-- begin RECORDS SUPPLIED --
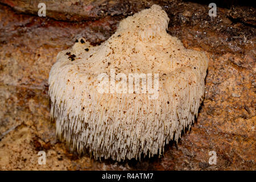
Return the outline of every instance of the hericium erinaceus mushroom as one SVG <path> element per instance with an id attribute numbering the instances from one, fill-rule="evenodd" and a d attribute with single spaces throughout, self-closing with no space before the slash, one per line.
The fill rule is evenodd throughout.
<path id="1" fill-rule="evenodd" d="M 161 155 L 190 128 L 208 60 L 168 34 L 168 21 L 153 5 L 122 20 L 101 45 L 80 38 L 58 54 L 49 94 L 59 139 L 79 153 L 120 161 Z"/>

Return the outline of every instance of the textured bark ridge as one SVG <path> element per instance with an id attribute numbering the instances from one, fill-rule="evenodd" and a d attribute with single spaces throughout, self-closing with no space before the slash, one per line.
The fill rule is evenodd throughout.
<path id="1" fill-rule="evenodd" d="M 161 155 L 166 143 L 177 142 L 197 115 L 208 60 L 168 34 L 168 22 L 161 7 L 153 5 L 122 20 L 101 45 L 92 47 L 80 39 L 58 54 L 49 73 L 49 94 L 60 139 L 79 153 L 88 149 L 96 159 L 118 161 Z M 157 93 L 142 93 L 142 85 L 139 93 L 128 93 L 127 88 L 122 93 L 99 93 L 97 76 L 106 73 L 109 78 L 112 69 L 127 76 L 160 75 L 154 79 L 155 87 L 159 82 L 154 88 Z M 128 80 L 125 84 L 127 88 Z"/>

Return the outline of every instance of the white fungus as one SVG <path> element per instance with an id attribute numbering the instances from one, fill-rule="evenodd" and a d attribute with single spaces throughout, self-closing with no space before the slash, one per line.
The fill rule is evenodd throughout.
<path id="1" fill-rule="evenodd" d="M 166 143 L 190 129 L 203 100 L 208 61 L 168 34 L 168 21 L 153 5 L 122 20 L 100 46 L 81 38 L 58 54 L 49 77 L 58 138 L 79 153 L 121 161 L 161 155 Z M 158 73 L 158 97 L 150 99 L 148 91 L 100 93 L 98 76 L 110 77 L 111 69 L 127 77 Z"/>

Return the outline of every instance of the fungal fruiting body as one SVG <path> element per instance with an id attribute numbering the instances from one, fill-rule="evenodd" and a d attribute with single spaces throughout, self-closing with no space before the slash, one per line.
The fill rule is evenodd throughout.
<path id="1" fill-rule="evenodd" d="M 160 155 L 166 143 L 190 128 L 203 98 L 208 61 L 204 53 L 186 49 L 168 34 L 168 21 L 153 5 L 122 20 L 101 45 L 80 38 L 58 54 L 49 94 L 59 139 L 79 153 L 120 161 Z M 158 97 L 152 99 L 151 92 L 141 88 L 111 92 L 120 86 L 118 74 L 129 78 L 135 73 L 158 78 L 151 80 L 154 89 L 159 81 Z M 98 89 L 101 74 L 115 76 L 103 93 Z"/>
-- end RECORDS SUPPLIED --
**STATED PROBLEM:** Convert every line of the records above into a Markdown table with the columns "Row" and "Line", numbering the rows and omitting blank lines and pictures.

**RESPONSE FOR THIS EXERCISE:**
| Row | Line |
|---|---|
| 1 | Return the outline of every instance of the hericium erinaceus mushroom as one SVG <path> element per instance with an id attribute numbering the instances from one, fill-rule="evenodd" and a d attribute with single spaces throughout, self-closing with no space before the slash, one per line. |
| 2 | The fill rule is evenodd throughout. |
| 3 | <path id="1" fill-rule="evenodd" d="M 161 155 L 190 128 L 208 60 L 168 34 L 168 21 L 153 5 L 122 20 L 101 45 L 80 38 L 58 54 L 49 94 L 59 139 L 79 153 L 120 161 Z"/> |
| 4 | Return the outline of every instance of the textured bark ridge as one SVG <path> element per instance with an id attribute numbering the instances from one, fill-rule="evenodd" and a d attribute with single spaces throughout, self-closing with no space before the slash, one per line. |
| 5 | The fill rule is evenodd throughout. |
| 6 | <path id="1" fill-rule="evenodd" d="M 161 155 L 166 143 L 177 142 L 197 115 L 208 60 L 168 34 L 168 22 L 161 7 L 153 5 L 122 20 L 101 45 L 92 47 L 80 39 L 58 54 L 49 73 L 49 94 L 60 139 L 79 153 L 88 149 L 96 159 L 118 161 Z M 157 93 L 142 93 L 142 85 L 139 93 L 128 93 L 127 88 L 122 93 L 99 93 L 97 76 L 106 73 L 109 78 L 112 69 L 127 76 L 160 75 L 154 79 L 155 87 L 159 82 L 154 88 Z M 128 80 L 125 84 L 127 88 Z"/> |
| 7 | Return the outline of every instance of the white fungus as one SVG <path> element per instance with an id attribute numbering the instances from one, fill-rule="evenodd" and a d attribute with single spaces throughout, self-closing with no space before the slash, one per line. |
| 8 | The fill rule is evenodd throughout. |
| 9 | <path id="1" fill-rule="evenodd" d="M 166 143 L 190 129 L 203 100 L 208 61 L 168 34 L 168 21 L 153 5 L 122 20 L 100 46 L 81 38 L 58 54 L 49 77 L 58 138 L 79 153 L 121 161 L 161 155 Z M 158 73 L 158 97 L 150 99 L 148 91 L 100 93 L 98 76 L 110 77 L 111 69 L 127 77 Z"/> |
| 10 | Return the outline of every instance of the fungal fruiting body as one SVG <path> element per instance with an id attribute numbering the instances from one, fill-rule="evenodd" and a d attribute with single spaces throughout, self-closing with no space before the slash, one per line. |
| 11 | The fill rule is evenodd throughout. |
| 12 | <path id="1" fill-rule="evenodd" d="M 160 155 L 166 143 L 190 128 L 203 98 L 208 61 L 204 53 L 186 49 L 168 34 L 168 21 L 153 5 L 122 20 L 101 45 L 80 38 L 58 54 L 49 94 L 59 139 L 79 153 L 120 161 Z M 158 97 L 152 99 L 151 92 L 141 88 L 111 92 L 120 86 L 118 74 L 129 78 L 135 73 L 158 78 L 151 80 L 154 89 L 159 81 Z M 98 89 L 101 74 L 115 76 L 103 93 Z"/> |